### Task set
[1] List every group of workers that the public-sector strike passage names as having union leaders who accepted the 12.8% rise.
[2] Carry on the passage about the public-sector strike from the point where it ends.

The strike was sparked off by the collective wage negotiations. The right-wing government under Anders Fogh Rasmussen has imposed a 12.8% rise in pay, pensions and bonuses spread over the next three years. But it is clear that this will not keep up with inflation. Over the last six months alone, inflation has been at 6% on an annual basis.
The kindergarten workers and healthcare assistants have been out in several wild-cat strikes during the last two years. During the kindergarten strikes in 2006, the Social Democratic leaders were given the opportunity to kick out the right wing out of government, leaning on the protest movement. But this possibility was lost, because the right-wing leadership of the party was afraid to take power on a wave of strikes and protests.
Over the last period, conditions in the public sector have worsened every year. The labour force has been squeezed to the last drop. This can be seen in the fact that the nurses are supposed to keep a so-called "emergency standby" to avoid life-threatening situations. But in many places, this "emergency standby" has become the normal state of affairs, and around 10,000 nurses cannot strike due to this fact.
In the whole public sector, skilled personnel are being replaced by unskilled labour. Private sub-contracts are thriving, which puts an enormous drain on the budgets. The workers are forced to run even faster and the lunch and coffee breaks are now being attacked. Conditions have become unbearable.
All opinion polls show massive support for the strikers. According to a recent poll, 80 percent of the population support the strikers' demand for a minimum 15% pay rise. Female workers only earn 81 Danish kroner for every 100 the male workers are paid, so one of the main slogans of the struggle is equal pay for workers in the women-dominated public sector jobs.
Equal pay was officially introduced in 1973 after a big struggle with 250,000 workers on strike and a bosses' lock-out. This fact shows that even the formal right to equal pay was only achieved after hard struggle. But formal equal pay is only a piece of paper. Real equal pay - and a wage one can live on - can only be achieved by common struggle involving the whole working class.
The main weakness of the strike so far is to be found in the divisions within the labour movement. The union leaders of the office workers, most of the kindergarten workers (who are divided into two unions for technical reasons), janitors, teachers, academics and others have all accepted the below-inflation 12.8% rise. They managed to get a "yes" vote from the membership, partly because they sold this agreement as a "historical achievement", and partly because many workers could not see any alternative but to vote in the affirmative. This is because of the lack of an organized force in the trade union movement that could challenge the present leadership.

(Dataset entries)
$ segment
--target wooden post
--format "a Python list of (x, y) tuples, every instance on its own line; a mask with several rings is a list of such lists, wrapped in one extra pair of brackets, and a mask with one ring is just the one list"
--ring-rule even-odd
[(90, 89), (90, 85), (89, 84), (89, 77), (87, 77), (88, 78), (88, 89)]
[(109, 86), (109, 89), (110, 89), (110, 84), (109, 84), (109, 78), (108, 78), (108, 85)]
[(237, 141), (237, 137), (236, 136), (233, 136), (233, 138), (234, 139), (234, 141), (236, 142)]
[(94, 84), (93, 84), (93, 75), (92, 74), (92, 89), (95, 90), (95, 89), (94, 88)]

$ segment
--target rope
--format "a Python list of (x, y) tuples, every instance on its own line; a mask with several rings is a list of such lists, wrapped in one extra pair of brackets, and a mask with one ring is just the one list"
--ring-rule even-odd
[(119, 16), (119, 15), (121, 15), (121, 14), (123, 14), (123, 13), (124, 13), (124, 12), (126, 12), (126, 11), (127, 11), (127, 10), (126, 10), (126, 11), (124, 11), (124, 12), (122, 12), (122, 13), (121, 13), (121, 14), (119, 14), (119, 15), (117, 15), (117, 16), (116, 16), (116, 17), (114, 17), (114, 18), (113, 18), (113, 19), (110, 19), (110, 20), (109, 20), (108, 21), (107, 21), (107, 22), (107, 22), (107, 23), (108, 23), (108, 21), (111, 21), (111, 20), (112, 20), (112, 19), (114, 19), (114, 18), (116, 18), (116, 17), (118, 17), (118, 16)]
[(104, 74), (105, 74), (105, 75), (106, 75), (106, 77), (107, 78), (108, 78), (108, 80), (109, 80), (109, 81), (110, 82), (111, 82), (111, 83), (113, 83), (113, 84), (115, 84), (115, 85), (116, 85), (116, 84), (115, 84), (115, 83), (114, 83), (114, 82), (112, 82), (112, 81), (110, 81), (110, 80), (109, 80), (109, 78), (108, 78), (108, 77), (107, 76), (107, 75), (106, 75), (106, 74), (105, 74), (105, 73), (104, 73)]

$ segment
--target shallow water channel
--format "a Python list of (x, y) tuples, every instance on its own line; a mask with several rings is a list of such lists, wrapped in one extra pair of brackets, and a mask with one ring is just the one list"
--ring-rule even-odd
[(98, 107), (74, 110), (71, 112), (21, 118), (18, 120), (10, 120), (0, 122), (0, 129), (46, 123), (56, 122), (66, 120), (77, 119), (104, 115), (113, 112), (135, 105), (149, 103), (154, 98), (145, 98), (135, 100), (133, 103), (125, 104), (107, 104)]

### The responses
[1] office workers, most of the kindergarten workers, janitors, teachers, academics

[2]
Some of the trade union leaders who accepted the infamous 12.8% deal have openly declared that they hope the strikes suffer a defeat! If the strikers win, they say, their own members would strike for better pay as well. This just shows how far away these leaders have moved from the membership, as they accept a cut in real wages while they know that the members are ready to battle the employers.
With huge support from the strikers, the trade union leaders in the entire public sector could easily call for a common strike for better pay - and achieve the demands from the floor, which has been much more than 15 percent over three years.
The Municipal bosses' union have threatened to lock out all workers in the FOA union (who now has 34,000 or 15 percent of its members on strike). This is a serious threat, as those who are not on strike care for the elderly, sick and small children. This shows the hypocrisy of the bosses - they don't care about human suffering, only about "responsible budgets" and further privatisation and destruction of the public sector. The only answer to this threat is to draw private sector workers into the strike. When this was suggested by the FOA chairman Dennis Kristensen, the bosses retreated, but the threat remains.
On the political front, the Socialistisk Folkeparti (Socialist People's Party - a split from the Communist Party in 1956) have emerged enormously strengthened over the last two years. At the last election in November 2007, they almost doubled their vote to 13 percent. This was achieved after a period of wildcat strikes in the public sector, where the SF defended the demands of the strikers in parliament. SF has big support among public sector workers, and recent polls gives the party close to 20 percent - almost the same as the Social Democracy (who suffer from a historic crisis under the right-wing leadership of Helle Thorning-Schmidt).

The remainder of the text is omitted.